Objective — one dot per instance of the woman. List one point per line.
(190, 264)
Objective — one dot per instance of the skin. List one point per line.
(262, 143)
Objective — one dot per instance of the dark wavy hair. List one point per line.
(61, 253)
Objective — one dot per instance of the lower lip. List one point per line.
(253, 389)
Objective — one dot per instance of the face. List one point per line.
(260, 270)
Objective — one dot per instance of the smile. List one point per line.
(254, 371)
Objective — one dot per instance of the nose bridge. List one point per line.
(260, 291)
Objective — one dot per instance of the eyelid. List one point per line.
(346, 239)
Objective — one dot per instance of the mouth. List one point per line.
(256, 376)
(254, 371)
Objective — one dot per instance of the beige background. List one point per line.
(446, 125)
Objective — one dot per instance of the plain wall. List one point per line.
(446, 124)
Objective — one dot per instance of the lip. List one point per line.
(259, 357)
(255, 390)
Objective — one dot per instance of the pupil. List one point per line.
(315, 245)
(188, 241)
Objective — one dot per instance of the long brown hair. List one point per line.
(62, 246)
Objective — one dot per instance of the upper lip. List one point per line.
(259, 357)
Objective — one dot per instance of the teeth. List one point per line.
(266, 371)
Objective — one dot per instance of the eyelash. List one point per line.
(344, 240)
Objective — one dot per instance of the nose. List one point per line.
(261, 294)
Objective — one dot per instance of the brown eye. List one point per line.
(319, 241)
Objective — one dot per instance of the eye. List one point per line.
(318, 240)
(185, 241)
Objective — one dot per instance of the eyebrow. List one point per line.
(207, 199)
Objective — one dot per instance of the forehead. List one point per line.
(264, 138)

> **Written exercise**:
Repeat the material from the line containing "Objective — one dot per instance of the forehead." through the end of the material, including both ends.

> **Completed exercise**:
Objective — one dot per instance of the forehead. List one point per line.
(264, 138)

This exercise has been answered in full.